問 題
59歳男性。2日前より上気道感染症状(軽度の咳)を訴えていたが、今朝、突然の悪寒、震えと発熱39℃を認め受診した。肺炎球菌が検出されたので抗菌薬が処方されることとなった。
検査所見:呼吸数 10/分、右肺野にラ音聴取。胸部X線にて右肺野に肺炎像を認める。
ALT 10IU/L、AST 19IU/L、γ-GPT 22IU/L、血清クレアチニン値 5.5mg/dL、クレアチニンクリアランス 21mL/min
問262
この患者に対して投与量を調節する必要性が低いのはどれか。1つ選べ。
- 注射用イミペネム・シラスタチンナトリウム
- アジスロマイシン水和物錠
- セフィキシム水和物カプセル
- アンピシリン水和物カプセル
- レボフロキサシン水和物錠
問263
前問中の薬物の作用機序として正しいのはどれか。2つ選べ。
- イミペネムは、UDP-N-アセチルムラミン酸の合成を阻害する。
- アジスロマイシンは、細菌のリボソーム50Sサブユニットに結合し、タンパク質合成を阻害する。

*作業の指示*
上の肺炎の症例問題を、一字も変えずに最初から最後まで書き出してください。

*提供データ*
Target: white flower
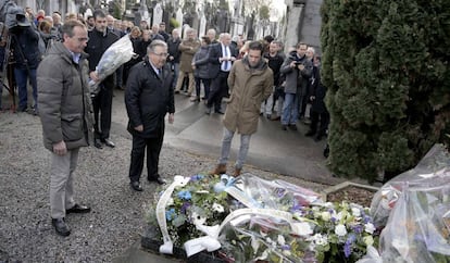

*回答*
問 題
59歳男性。2日前より上気道感染症状(軽度の咳)を訴えていたが、今朝、突然の悪寒、震えと発熱39℃を認め受診した。肺炎球菌が検出されたので抗菌薬が処方されることとなった。
検査所見:呼吸数 10/分、右肺野にラ音聴取。胸部X線にて右肺野に肺炎像を認める。
ALT 10IU/L、AST 19IU/L、γ-GPT 22IU/L、血清クレアチニン値 5.5mg/dL、クレアチニンクリアランス 21mL/min
問262
この患者に対して投与量を調節する必要性が低いのはどれか。1つ選べ。
- 注射用イミペネム・シラスタチンナトリウム
- アジスロマイシン水和物錠
- セフィキシム水和物カプセル
- アンピシリン水和物カプセル
- レボフロキサシン水和物錠
問263
前問中の薬物の作用機序として正しいのはどれか。2つ選べ。
- イミペネムは、UDP-N-アセチルムラミン酸の合成を阻害する。
- アジスロマイシンは、細菌のリボソーム50Sサブユニットに結合し、タンパク質合成を阻害する。